# Extracted records:
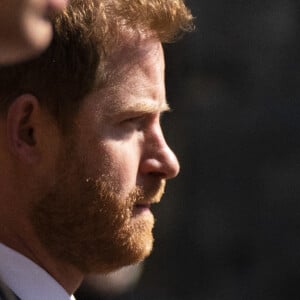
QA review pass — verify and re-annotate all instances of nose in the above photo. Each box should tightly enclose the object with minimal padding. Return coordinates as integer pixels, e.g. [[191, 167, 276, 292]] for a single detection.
[[140, 127, 180, 179]]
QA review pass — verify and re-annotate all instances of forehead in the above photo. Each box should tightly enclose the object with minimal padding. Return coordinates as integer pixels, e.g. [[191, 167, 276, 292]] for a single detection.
[[85, 38, 167, 115]]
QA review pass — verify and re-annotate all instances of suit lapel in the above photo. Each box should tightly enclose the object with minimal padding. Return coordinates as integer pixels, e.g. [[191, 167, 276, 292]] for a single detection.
[[0, 280, 21, 300]]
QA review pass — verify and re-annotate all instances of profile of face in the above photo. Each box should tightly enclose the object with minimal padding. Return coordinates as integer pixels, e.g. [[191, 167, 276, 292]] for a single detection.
[[0, 0, 68, 64], [31, 38, 179, 273]]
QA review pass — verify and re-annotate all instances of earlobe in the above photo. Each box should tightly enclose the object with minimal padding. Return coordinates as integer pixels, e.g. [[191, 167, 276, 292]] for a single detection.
[[7, 94, 41, 163]]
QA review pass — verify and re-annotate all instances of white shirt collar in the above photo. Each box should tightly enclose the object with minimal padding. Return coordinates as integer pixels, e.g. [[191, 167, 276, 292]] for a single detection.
[[0, 243, 75, 300]]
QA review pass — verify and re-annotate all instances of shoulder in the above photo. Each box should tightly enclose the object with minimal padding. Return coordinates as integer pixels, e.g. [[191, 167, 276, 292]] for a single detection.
[[0, 279, 19, 300]]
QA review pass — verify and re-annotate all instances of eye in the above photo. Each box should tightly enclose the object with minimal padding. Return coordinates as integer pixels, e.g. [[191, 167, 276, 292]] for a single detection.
[[121, 115, 146, 130]]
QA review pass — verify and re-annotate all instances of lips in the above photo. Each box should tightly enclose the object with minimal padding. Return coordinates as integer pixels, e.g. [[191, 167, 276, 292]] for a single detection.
[[48, 0, 68, 10], [133, 203, 151, 215]]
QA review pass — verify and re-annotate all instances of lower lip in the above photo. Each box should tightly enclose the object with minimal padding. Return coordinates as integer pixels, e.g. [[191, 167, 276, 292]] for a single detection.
[[48, 0, 68, 9], [133, 205, 151, 215]]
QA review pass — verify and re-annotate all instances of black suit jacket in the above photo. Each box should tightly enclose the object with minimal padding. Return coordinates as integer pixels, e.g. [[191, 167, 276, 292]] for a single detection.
[[0, 279, 20, 300]]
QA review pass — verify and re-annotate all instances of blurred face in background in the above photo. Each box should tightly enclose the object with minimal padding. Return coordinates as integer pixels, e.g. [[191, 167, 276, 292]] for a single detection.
[[0, 0, 67, 64], [32, 38, 179, 273]]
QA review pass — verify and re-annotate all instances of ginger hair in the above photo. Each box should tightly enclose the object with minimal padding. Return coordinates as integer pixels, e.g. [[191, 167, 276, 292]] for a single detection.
[[0, 0, 193, 127]]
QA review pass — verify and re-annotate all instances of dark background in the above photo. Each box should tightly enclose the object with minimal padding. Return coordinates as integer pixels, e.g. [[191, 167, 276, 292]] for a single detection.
[[75, 0, 300, 300]]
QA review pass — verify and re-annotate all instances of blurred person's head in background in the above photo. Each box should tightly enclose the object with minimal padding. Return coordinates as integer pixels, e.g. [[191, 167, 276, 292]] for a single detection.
[[0, 0, 67, 64], [0, 0, 192, 292]]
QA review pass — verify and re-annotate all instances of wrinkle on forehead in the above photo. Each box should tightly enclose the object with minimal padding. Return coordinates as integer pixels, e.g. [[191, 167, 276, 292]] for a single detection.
[[92, 38, 169, 115]]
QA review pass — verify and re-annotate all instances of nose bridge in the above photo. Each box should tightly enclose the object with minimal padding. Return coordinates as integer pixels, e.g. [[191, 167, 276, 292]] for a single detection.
[[147, 125, 180, 179]]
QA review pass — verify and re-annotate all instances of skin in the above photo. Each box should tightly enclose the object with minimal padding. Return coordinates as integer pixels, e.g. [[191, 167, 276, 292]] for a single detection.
[[0, 37, 179, 294], [0, 0, 67, 64]]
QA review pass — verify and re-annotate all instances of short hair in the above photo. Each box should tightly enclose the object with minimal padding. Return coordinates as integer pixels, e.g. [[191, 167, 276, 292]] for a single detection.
[[0, 0, 193, 127]]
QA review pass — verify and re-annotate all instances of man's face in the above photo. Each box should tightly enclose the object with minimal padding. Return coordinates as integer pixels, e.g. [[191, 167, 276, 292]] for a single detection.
[[32, 39, 179, 273], [0, 0, 67, 63]]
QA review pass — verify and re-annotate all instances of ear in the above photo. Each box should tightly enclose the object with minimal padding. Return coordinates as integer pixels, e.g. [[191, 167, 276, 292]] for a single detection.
[[7, 94, 42, 164]]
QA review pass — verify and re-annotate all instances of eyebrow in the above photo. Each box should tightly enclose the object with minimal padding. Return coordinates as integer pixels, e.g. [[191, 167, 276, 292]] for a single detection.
[[105, 102, 171, 117]]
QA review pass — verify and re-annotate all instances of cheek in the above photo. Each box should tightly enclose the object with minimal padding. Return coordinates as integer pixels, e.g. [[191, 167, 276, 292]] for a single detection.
[[101, 141, 141, 189]]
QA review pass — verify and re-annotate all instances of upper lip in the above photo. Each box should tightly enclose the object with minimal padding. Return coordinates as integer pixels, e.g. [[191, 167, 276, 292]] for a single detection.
[[134, 201, 152, 206]]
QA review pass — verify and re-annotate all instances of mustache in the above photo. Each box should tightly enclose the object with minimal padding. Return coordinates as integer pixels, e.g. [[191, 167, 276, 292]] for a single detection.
[[129, 180, 166, 204]]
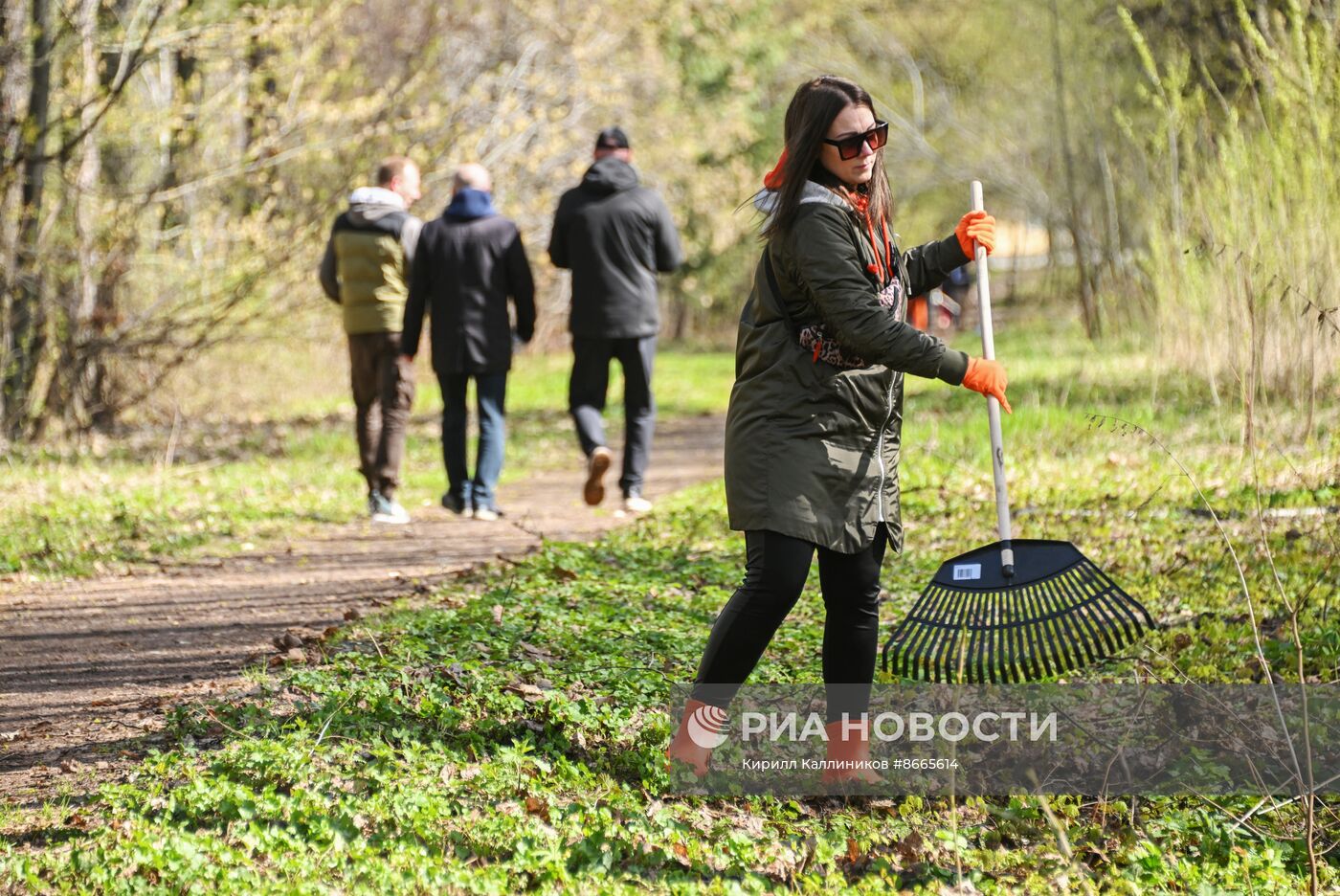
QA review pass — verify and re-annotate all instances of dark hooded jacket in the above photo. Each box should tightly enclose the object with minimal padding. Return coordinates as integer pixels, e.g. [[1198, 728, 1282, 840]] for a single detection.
[[401, 189, 535, 373], [549, 155, 682, 339], [726, 184, 969, 553]]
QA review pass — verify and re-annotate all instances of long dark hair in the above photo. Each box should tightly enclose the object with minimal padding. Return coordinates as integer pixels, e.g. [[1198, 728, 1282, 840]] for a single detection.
[[763, 75, 892, 239]]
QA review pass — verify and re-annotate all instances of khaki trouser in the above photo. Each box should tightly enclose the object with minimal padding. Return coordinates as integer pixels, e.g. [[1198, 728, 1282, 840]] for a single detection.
[[348, 333, 414, 497]]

# Aim:
Convert every line of the listing above into a JSON array of strings, one string per line, skipping blank lines. Omit the pictures.

# Full solution:
[
  "QA review pass — verify and re-annotate all instances of nose in the above photo. Each box should tightly enclose the object with minimal padding. Return coordinates as integer pixels, e.g. [[191, 167, 276, 292]] for a single detection.",
  "[[140, 127, 180, 179]]",
  "QA review pass — verify and re-annotate all instances of forehead in the above photo. Each box should tightly enclose the object with minimal padding. Return coordinates as integer pixels, e.g. [[191, 167, 276, 292]] for a single detection.",
  "[[85, 38, 167, 115]]",
  "QA review pass — verify and re-annotate all instances of suit lapel in the above photo. Each box should tightly enclose the object with minimal padding. Return coordinates as integer pixels, e.g. [[191, 167, 276, 292]] for a single detection.",
  "[[0, 280, 21, 300]]",
  "QA review pass — verify and re-annotate all instances of profile of face in the above photo. Each box should tightly enclose the object with minimal padding. Return coordinates as integer pixels, e.g. [[191, 167, 276, 292]] for a single detection.",
  "[[0, 0, 68, 64], [31, 38, 179, 273]]",
  "QA review pass — verify and re-annotate all instances of earlobe in the above photo. Each box should tightly enclose the object with minimal padding. Return coordinates as integer pixels, e.g. [[191, 167, 276, 292]] for a single detection.",
  "[[7, 94, 41, 163]]",
  "QA review pass — verify and re-annotate all instances of white shirt collar in the above photo. Each box should tightly enclose the object with minimal padding. Return coordinates as integer pixels, e.g. [[191, 167, 276, 292]] for a single detection.",
  "[[0, 243, 75, 300]]",
  "QA review pass — verify and re-annotate all instances of shoulder in the above photo. Each box should tightly enclose the object with minimal padding. Return coordinates as integer pixels, e.g. [[191, 167, 276, 292]] for a single detection.",
  "[[0, 279, 19, 300]]",
  "QA review pass — verify and re-annotate all instances of eye in the above photo. Each box should tightly enclose the object with minimal padding. Return coordinates as integer pixels, e.g. [[191, 167, 276, 292]] for a single detection.",
  "[[121, 115, 146, 130]]",
  "QA review pass — verify and re-annotate all instances of lips in the above photo. Each box should tightly enclose the object with minimal padding. Return coordinates as integer pixels, e.g. [[191, 167, 276, 292]] for a single detection.",
  "[[48, 0, 68, 10], [133, 203, 151, 215]]",
  "QA review pass — verify and re-annotate all instances of lower lip in the above photo. Each box should tightly enclose the object with minimal padding. Return coordinates as integer pixels, e.g. [[191, 167, 276, 292]] for a single detection.",
  "[[48, 0, 68, 9], [133, 205, 151, 215]]",
  "QA review pass — verify and re-annotate all instances of black suit jacket in the above photo. Each box should tightly enclose the object with minimal padding. Return coordinates as integer pixels, e.g. [[191, 167, 276, 292]] for a single detection.",
  "[[0, 279, 20, 300]]",
  "QA review pass — verify and re-annotate all instances of blurred face in background in the above photo. Each box should tightly enclose the object with minimal padding. Return coordinates as integer pixels, e.g. [[191, 167, 276, 292]] for a single detection.",
  "[[0, 0, 67, 64], [32, 38, 179, 273]]",
  "QA review pass — verify and re-annotate all instances of ginger hair in the above photo. Each box should tightly enclose the object with minimal padding. Return coordinates as integer pixels, e.g. [[191, 167, 276, 292]] for a single detection.",
  "[[0, 0, 193, 127]]",
  "QA review pass — verify and re-annotate all instances of dark background in the above photo. Each box should tightly enclose the object with minimal padding. Return coordinates as integer pixels, e.g. [[191, 167, 276, 292]] for a single detection.",
  "[[75, 0, 300, 300]]",
  "QA review pass — verify and re-annotate all instances of blurred person's head in background in the above photo. Each box should tightly enclose the object with minimal padding. Return coordinates as integer pixels, e.g. [[191, 167, 276, 292]] for a single detection.",
  "[[0, 0, 67, 64], [0, 0, 192, 292]]",
  "QA review pass — verify and re-annotate all instances of wrinkle on forehead in the above photo. Each box should tightly enclose the object with minimal padding. Return coordinates as integer pixels, e.g. [[191, 167, 276, 292]] for a single detection.",
  "[[92, 38, 169, 115]]",
  "QA review pass — verify and re-annotate all instances of nose bridge in the above photo. Each box should tightly enclose the object with minimal padding. Return coordinates as integer pixels, e.g. [[191, 167, 276, 292]] for a single detection.",
  "[[147, 125, 180, 179]]",
  "QA review pass — verify and re-annotate all instances of skin in the above photo. Each box should tightly enclose the object with minimal padding. Return coordinates as integer pixels, e.g. [[191, 167, 276, 292]] for a single detection.",
  "[[0, 37, 179, 294], [0, 0, 67, 64]]",
  "QA review pass — verify and re-annotate all instances of short hair in the above photo. Each box should tightly enclose the object with minimal padding. Return coordinates as integer pixels, e.g. [[191, 167, 276, 292]] for a single detection.",
  "[[0, 0, 193, 127]]",
  "QA review pass — verify and re-annotate all instances of man's face in the above photo. Each box should tightly enclose the object with minimal padding. Return coordinates as integer pixels, e.g. [[191, 167, 276, 292]] for a single detection.",
  "[[32, 39, 179, 273], [0, 0, 67, 63]]",
  "QA review pass — verify and re-annotate all instances of ear in the above photo. Each box should tightly enclose the object with minimal padding. Return coordinates as integer pixels, e.g. [[191, 167, 276, 292]] for a single detection.",
  "[[7, 94, 42, 164]]",
  "QA review pass — verify and re-annotate all instances of eyebrow in the above photo. Each box should tightly enclose the object with minimal padding. Return coordinates as integer pixels, e.g. [[191, 167, 276, 292]] for a single detection.",
  "[[105, 102, 171, 117]]",
  "QA review pass — verify and re-annotate all instances of cheek in the above photo. Each box should tightly enclose the object with minimal padding. Return coordinates as integer pixels, e.g. [[191, 167, 276, 292]] for a single detection.",
  "[[101, 141, 141, 189]]",
  "QA review pass — verify and re-annotate all instances of upper lip in the above photo. Each box should tightly enclose the object with minimal padding. Return coordinates as integer pixels, e.g. [[191, 167, 276, 292]] for a single detection.",
  "[[134, 201, 152, 206]]",
  "QA review pass — verify and re-annotate all instances of mustache in the above photo. Each box should tightly enclose the object with minimal padding. Return coordinates as integer pixels, e.g. [[191, 167, 276, 292]] for a single detection.",
  "[[129, 180, 166, 204]]",
  "QA review pass — verify and re-annotate all instances of dark hooded jacket in the above photo. Each box should tightly enclose the object with minimal padding. Return coordinates as integer pixels, e.g. [[1198, 728, 1282, 840]] for a single detection.",
  "[[401, 189, 535, 373], [549, 155, 682, 339], [726, 184, 969, 553]]",
  "QA review pass — verify and re-annotate all instances of long dark hair in the above photo. Each box should tightly enclose the object with minimal padding. Return coordinates as integer pixels, e.g. [[1198, 728, 1282, 840]] for a single detection.",
  "[[763, 75, 892, 239]]",
  "QA review pass — verify and re-annotate all instances of khaki trouser in the above photo. Each box should tightly enclose the object with minimal padding. Return coordinates as integer pixels, e.g. [[1198, 728, 1282, 840]] for a single detection.",
  "[[348, 333, 414, 497]]"
]